__PAGE TEXT__:
────────
By: Protodeacon David Kennedy
The primary rational that Orientalium ecclesiarum gives for the restoration of the diaconate in the Eastern Catholic Churches is “in order that the ancient legislation (discipline) concerning the sacrament of orders in the Eastern Churches may regain its force.” It is here that an examination of footnote no. 21 of the text needs to take place in order to gain an understanding of the phrase ‘ancient legislation’.
We will begin with Canon 18 of Nicaea (AD 325) that reads:
“It has come to the attention of this holy and great synod that in some places and cities deacons give communion to presbyters, although neither canon nor custom allows this, namely that those who have no authority to offer should give the body of Christ to those who do offer. Moreover it has become known that some of the deacons now receive the eucharist even before the bishops. All these practices must be suppressed. Deacons must remain within their own limits, knowing that they are the ministers of the bishop and subordinate to the presbyters. Let them receive the eucharist according to their order after the presbyters from the hands of the bishop or the presbyter. Nor shall permission be given for the deacons to sit among the presbyters, for such an arrangement is contrary to the canon and to rank. If anyone refuses to comply even after these decrees, he is to be suspended from the diaconate.”
According to Canon 18, the following practices must be addressed and corrected:
- Deacons distributing communion to presbyters. (It mentions nothing of deacons distributing communion to bishops, although it seems that this would also be prohibited.)
- Deacons receiving communion before bishops. (It corrects this abuse by stating that deacons are to receive communion after the presbyters.)
- Deacons sitting among presbyters. (It is not explicitly clear if this is only a prohibition in liturgical assemblies or in all circumstances but given that the rest of the canon focuses on ‘communion’, it might be presumed that the context is liturgical.)
The rational for correcting these liturgical abuses are:
- Deacons do not ‘offer’ the body of Christ. There is to be found in this canon a distinction in liturgical function or role between the deacon and the presbyter. Although the canon does not explicitly tell us what the deacon’s liturgical function is, (more about that below from G. Dix) it tells us that the function of the presbyter is to ‘offer’. There is a distinction between offering and receiving; and between offering and distributing.
This distinction can be found in the writings of St. Justin the Martyr, Apologia I (lxv): “When the president has given thanks and all the people have assented, those whom we call deacons give a portion of the bread over which thanksgiving has been offered, and of the wine and water, to each of those who are present; and they carry them away to those who are absent.” At the time of Justin did the deacons distribute the eucharist not only to the laity but also to the ‘president’ of the assembly? If so, is Nicaea prohibiting an early practice?
Robert Taft in his essay Receiving Communion – A Forgotten Symbol? draws our attention to the East-Syrian practice in the canonical collection of Gabriel of Basra near the end of the 9th century:
Question 19: When there is only one priest and one deacon, what should they do, for in one canon it prescribes that the deacon should not give communion to the priest?
────────
__INPUT DATA__:

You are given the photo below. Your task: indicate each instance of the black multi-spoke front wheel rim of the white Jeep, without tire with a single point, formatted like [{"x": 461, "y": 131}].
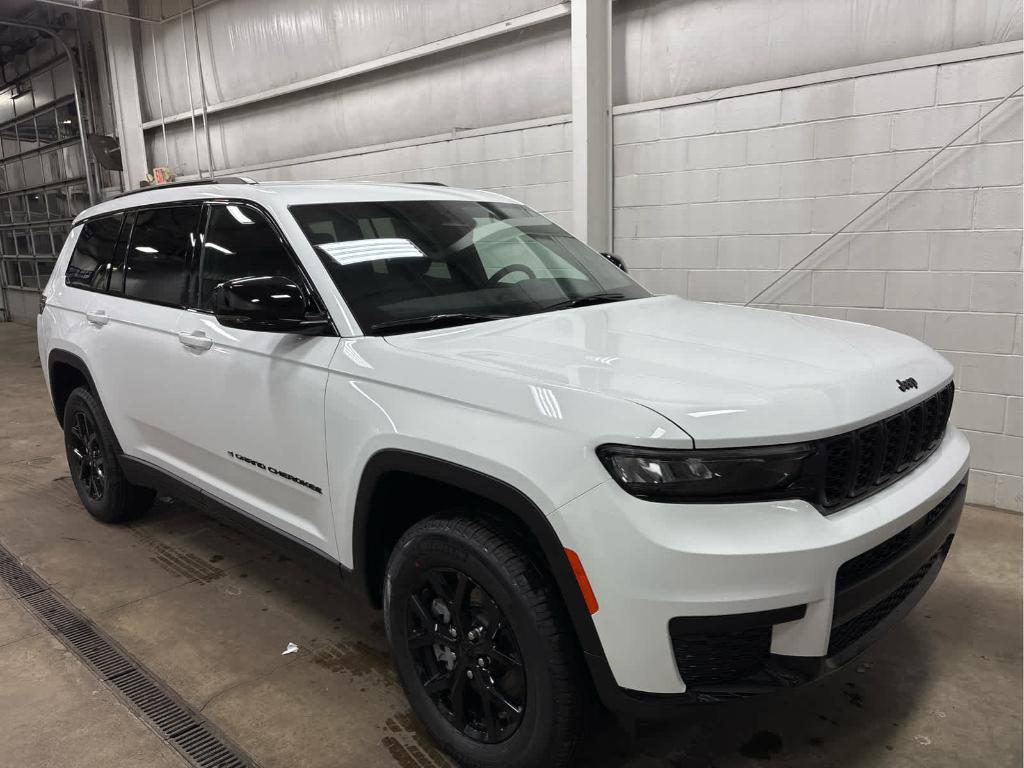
────────
Transcribe verbatim the passage of the diaconate essay between "According to Canon" and "after the presbyters.)", inclusive.

__WORKED SOLUTION__:
According to Canon 18, the following practices must be addressed and corrected:
- Deacons distributing communion to presbyters. (It mentions nothing of deacons distributing communion to bishops, although it seems that this would also be prohibited.)
- Deacons receiving communion before bishops. (It corrects this abuse by stating that deacons are to receive communion after the presbyters.)